[Your objective]:
In the passage about starting a robotics club, reproduce word for word everything from "That weekend I" down to "fell in love.".

[Excerpt provided]:

That weekend I met with Kathy and her husband at the Los Angeles Regional FIRST Robotics Competition and got to see firsthand what they were so enthusiastic about.  I was in shock.  Never have I witnessed so many students working, laughing, chanting, and crazy about a project like this one.  The support by parents and businesses was nothing I had seen before. This was more than just a group of students interested in computer programming, it was a team of grant writers, fundraisers, accountants, graphic designers, engineers and business people all working together as a team.  I fell in love.

Inspired to include more STEM in my classroom, earlier that month had I transformed my electricity and magnetism unit in my physical science class into a project-based unit where the students built a remote-operated submersible that completed different tasks in the school pool.  I found the project to be stressful and unpredictable. With this experience was fresh in my mind,  I considered Kathy’s question about why no one had started a robotics club in our district.  Is it because of the lack of money, materials, knowledge or time that drives so many teachers away from completing such a task?  I knew I didn’t want another project where I put more time into it than the students, where I would be organizing the meetings and keeping the team going.  I had so much on my plate already.  I am a mother of two young children, an advisor for the solar boat club and was teaching an extra hourly.  The idea of leading another project was just not possible, especially a robotics club.  However, after seeing so many students interested and engaged at the robotics competition, how could I say no?  I told myself it would have to be run and organized by the students and that I would be there to mentor and help find support when needed.  I think this has been the best decision I have ever made.

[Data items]
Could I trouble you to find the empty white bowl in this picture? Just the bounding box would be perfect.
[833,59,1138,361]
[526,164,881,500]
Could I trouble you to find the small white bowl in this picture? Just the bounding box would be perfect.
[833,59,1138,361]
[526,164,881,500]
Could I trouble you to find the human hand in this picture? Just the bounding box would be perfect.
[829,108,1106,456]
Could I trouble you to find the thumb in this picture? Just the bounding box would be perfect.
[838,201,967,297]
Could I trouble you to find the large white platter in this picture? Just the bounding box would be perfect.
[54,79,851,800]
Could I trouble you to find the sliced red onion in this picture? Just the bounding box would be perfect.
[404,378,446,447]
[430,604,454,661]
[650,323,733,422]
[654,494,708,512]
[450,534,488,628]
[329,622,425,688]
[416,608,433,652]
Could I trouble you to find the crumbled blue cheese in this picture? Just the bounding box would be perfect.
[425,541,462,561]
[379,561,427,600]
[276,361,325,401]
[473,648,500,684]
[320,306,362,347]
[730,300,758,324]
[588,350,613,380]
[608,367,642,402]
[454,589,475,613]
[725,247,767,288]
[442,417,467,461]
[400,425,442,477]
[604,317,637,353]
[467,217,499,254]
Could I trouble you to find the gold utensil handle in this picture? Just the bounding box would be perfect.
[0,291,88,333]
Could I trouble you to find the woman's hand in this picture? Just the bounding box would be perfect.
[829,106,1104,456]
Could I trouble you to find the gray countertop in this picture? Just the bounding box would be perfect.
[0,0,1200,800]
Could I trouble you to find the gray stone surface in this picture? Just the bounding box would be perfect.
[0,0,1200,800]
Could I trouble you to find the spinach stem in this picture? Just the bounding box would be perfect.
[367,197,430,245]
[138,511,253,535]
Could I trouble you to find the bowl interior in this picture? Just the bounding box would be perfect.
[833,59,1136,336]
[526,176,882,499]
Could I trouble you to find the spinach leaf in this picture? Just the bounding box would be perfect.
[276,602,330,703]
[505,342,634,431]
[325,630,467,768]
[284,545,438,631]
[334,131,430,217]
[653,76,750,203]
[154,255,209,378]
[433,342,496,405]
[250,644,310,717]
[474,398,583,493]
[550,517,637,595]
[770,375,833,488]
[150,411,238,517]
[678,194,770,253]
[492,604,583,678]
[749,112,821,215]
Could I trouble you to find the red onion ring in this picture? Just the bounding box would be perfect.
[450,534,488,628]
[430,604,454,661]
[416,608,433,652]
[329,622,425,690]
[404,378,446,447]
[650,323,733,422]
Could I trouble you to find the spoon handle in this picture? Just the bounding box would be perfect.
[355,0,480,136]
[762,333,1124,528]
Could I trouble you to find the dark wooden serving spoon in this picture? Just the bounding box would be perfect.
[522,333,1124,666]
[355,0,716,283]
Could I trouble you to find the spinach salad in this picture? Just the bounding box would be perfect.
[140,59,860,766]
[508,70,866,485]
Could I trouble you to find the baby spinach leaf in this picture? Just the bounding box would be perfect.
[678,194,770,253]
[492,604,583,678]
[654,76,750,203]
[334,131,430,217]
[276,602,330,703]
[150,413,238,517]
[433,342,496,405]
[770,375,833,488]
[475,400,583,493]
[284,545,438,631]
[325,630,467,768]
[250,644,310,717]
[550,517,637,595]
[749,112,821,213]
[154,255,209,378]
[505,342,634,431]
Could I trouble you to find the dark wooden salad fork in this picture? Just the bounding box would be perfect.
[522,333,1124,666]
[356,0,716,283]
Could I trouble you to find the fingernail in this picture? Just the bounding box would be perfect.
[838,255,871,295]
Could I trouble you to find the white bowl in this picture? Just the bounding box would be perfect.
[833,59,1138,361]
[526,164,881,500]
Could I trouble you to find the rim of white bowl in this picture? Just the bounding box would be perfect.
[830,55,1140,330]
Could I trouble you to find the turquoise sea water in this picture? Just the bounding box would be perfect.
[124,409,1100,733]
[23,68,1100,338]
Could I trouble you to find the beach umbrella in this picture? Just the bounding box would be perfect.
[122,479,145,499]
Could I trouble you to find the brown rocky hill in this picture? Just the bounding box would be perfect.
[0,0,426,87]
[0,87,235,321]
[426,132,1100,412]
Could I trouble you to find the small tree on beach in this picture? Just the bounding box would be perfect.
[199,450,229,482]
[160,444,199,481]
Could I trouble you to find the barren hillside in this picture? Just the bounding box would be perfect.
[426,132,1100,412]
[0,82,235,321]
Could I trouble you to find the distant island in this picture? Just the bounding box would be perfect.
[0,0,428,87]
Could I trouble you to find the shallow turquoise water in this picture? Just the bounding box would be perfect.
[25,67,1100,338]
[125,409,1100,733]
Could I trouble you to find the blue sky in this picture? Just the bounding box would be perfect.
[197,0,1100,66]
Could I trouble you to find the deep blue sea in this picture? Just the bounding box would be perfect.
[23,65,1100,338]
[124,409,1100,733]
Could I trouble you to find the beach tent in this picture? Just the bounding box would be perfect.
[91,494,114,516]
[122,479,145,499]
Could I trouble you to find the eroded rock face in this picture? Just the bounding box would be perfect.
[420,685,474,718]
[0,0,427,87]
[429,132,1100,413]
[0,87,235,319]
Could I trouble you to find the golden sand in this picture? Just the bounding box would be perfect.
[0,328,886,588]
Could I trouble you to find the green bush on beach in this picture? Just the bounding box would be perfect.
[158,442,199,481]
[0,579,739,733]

[Correct answer]:
That weekend I met with Kathy and her husband at the Los Angeles Regional FIRST Robotics Competition and got to see firsthand what they were so enthusiastic about.  I was in shock.  Never have I witnessed so many students working, laughing, chanting, and crazy about a project like this one.  The support by parents and businesses was nothing I had seen before. This was more than just a group of students interested in computer programming, it was a team of grant writers, fundraisers, accountants, graphic designers, engineers and business people all working together as a team.  I fell in love.